___ Task material

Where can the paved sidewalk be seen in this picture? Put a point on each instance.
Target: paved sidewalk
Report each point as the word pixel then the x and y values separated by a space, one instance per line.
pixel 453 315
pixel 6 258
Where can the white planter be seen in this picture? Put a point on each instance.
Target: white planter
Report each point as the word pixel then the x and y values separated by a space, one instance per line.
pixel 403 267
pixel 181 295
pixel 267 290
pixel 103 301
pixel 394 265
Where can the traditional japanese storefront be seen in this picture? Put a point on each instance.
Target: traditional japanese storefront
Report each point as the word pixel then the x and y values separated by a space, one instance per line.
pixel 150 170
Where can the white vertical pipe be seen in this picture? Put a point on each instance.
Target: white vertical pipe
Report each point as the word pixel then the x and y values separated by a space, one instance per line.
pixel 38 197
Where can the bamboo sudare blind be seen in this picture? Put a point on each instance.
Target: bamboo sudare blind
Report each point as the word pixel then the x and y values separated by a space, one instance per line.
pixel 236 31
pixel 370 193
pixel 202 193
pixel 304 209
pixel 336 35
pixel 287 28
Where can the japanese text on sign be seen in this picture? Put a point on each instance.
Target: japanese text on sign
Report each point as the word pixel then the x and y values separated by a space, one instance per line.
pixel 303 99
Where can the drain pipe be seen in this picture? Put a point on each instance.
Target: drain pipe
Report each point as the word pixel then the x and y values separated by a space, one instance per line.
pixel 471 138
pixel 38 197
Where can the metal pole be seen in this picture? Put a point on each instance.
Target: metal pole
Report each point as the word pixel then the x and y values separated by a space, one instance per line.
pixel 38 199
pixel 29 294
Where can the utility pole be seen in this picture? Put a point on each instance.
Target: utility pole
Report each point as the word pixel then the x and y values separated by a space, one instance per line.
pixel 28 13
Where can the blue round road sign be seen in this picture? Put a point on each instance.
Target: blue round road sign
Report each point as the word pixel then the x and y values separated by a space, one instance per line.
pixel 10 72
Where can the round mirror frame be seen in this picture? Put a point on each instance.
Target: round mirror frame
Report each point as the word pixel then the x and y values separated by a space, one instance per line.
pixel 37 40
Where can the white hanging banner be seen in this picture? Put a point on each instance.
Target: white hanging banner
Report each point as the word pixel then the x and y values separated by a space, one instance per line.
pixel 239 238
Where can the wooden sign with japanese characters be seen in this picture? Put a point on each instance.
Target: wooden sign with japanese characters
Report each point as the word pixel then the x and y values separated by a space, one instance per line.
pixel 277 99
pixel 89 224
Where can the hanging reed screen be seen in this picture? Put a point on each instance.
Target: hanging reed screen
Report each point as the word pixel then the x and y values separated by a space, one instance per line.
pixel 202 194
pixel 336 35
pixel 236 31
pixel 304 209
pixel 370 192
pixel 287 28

______

§ Task item: Each record must be repeated exactly as it is.

§ Output for this exercise:
Where can the paved sidewalk be seen in this picture? Put a point on each instance.
Target: paved sidewalk
Report each point as the word pixel then the x and y values separated by a space, one instance per line.
pixel 453 315
pixel 6 258
Where can the white planter be seen in this picture? Put a point on each instance.
Target: white planter
Report each point as the word pixel then the x and y values separated by a space, one instance per line.
pixel 403 267
pixel 181 295
pixel 267 290
pixel 103 301
pixel 394 265
Where can the traditional japanese storefront be seen in this picture? Put a point on each instance.
Target: traditional japanese storefront
Report each point as the word pixel then the x and y values separated by a space, one instance per line.
pixel 150 170
Where can the white vertical pipe be seen in this picture? Put a point on each instance.
Target: white vertical pipe
Report each point as the word pixel then the x and y values separated by a space, one instance per line.
pixel 38 197
Where can the bamboo sudare blind be seen in this picture? Put a point on each instance.
Target: bamboo sudare blind
Report each point as the word pixel then the x and y values separated by a space, one instance per line.
pixel 236 31
pixel 370 193
pixel 202 193
pixel 304 209
pixel 336 35
pixel 287 28
Where can the japanese text on sign be seen in this picture? Put a point on each instance.
Target: japanese text on sign
Report each point as the word pixel then the x and y values separated by a space, one instance per line.
pixel 303 99
Where can the drain pipe be seen in this picture? Put a point on each instance.
Target: drain pipe
Report each point as the word pixel then the x and y values separated by a space, one instance per line.
pixel 471 138
pixel 38 197
Where can the metal pole be seen in this picture? Put a point on each instance.
Target: metal pole
Report each point as the word pixel then the x and y values separated by a space, one instance per line.
pixel 38 199
pixel 29 294
Where can the utility pole be seen in this picture? Put a point on each instance.
Target: utility pole
Report each point as the word pixel then the x and y values separated by a space, one instance per line.
pixel 28 13
Where can the blue round road sign be seen in this picture? Put a point on each instance.
Target: blue round road sign
Report each point as the word pixel then the x and y values separated by a space, one instance per line.
pixel 10 72
Where can the round mirror frame be seen in this picture? Put a point on each instance.
Target: round mirror frame
Report each point as the word pixel then the x and y values separated by a space, one instance per line.
pixel 37 40
Where can the white hanging banner be seen in this picture? Put a point on each instance.
Target: white hanging banner
Report each point as the word pixel then the x and y values separated by a space, one instance per line.
pixel 239 238
Where can the wooden sign with japanese characters be seen in this picture? Put a point on each instance.
Target: wooden sign with japanese characters
Report each point as the word pixel then the x and y values separated by a space, one instance per line.
pixel 277 99
pixel 89 224
Where can the hanging reed screen be seen in this picture? Put a point on each instance.
Target: hanging reed screen
Report each point as the word pixel then the x and y values separated by a space, one instance per line.
pixel 202 194
pixel 336 35
pixel 236 31
pixel 304 209
pixel 370 192
pixel 287 28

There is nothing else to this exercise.